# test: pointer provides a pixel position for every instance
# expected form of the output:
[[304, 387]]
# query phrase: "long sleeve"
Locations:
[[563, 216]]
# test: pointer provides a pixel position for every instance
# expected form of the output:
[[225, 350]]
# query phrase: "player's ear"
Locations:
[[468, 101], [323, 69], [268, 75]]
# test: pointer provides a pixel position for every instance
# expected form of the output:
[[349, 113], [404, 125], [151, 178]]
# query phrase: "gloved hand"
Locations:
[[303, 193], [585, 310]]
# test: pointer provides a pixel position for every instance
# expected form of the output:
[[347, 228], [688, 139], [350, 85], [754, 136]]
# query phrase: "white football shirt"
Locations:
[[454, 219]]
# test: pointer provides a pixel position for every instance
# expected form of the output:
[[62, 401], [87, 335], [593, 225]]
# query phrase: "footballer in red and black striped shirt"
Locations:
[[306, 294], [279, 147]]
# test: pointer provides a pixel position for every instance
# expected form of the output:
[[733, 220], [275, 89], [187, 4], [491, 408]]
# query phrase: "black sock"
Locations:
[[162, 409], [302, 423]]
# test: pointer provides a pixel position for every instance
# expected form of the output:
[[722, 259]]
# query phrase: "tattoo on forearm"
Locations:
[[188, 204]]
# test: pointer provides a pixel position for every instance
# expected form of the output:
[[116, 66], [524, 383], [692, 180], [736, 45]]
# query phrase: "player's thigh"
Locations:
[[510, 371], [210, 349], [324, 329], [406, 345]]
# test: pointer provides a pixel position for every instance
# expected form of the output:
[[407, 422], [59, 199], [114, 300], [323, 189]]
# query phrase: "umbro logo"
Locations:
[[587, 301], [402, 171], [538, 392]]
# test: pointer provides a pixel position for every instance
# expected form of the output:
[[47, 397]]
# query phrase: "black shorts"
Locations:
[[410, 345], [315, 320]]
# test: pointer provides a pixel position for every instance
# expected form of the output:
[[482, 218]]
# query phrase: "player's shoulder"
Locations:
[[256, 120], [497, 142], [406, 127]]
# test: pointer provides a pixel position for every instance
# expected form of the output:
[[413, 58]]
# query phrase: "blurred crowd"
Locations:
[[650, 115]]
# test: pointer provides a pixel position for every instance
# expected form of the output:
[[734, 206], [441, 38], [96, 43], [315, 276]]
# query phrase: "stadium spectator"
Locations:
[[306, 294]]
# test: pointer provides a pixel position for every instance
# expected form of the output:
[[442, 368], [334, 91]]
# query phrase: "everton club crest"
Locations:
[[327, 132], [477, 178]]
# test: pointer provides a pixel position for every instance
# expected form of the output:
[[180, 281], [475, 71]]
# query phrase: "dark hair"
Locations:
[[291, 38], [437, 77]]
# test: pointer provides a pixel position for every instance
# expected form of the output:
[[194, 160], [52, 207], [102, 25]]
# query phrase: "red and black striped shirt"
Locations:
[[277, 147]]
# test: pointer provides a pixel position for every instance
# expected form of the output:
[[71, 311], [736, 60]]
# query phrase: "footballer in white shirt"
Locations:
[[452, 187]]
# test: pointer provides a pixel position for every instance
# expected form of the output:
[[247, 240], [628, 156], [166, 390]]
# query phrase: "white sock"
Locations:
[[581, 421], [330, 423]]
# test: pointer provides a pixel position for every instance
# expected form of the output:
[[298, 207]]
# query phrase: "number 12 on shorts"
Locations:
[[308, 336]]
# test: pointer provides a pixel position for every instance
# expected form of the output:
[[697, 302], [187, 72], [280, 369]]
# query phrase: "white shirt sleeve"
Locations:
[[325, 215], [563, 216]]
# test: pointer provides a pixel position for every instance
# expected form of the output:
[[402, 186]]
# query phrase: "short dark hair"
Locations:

Required work | Can you copy the data character for character, from its first line up to and including the line with "[[468, 101], [323, 69], [268, 75]]"?

Exercise response |
# test: pointer provides a pixel position for every instance
# expected form of the output:
[[304, 387]]
# query phrase: "long sleeve"
Locations:
[[563, 216]]
# test: pointer provides a pixel position for every instance
# expected form of the output:
[[225, 350]]
# query phrase: "player's ear"
Locations:
[[468, 101], [323, 69], [268, 75]]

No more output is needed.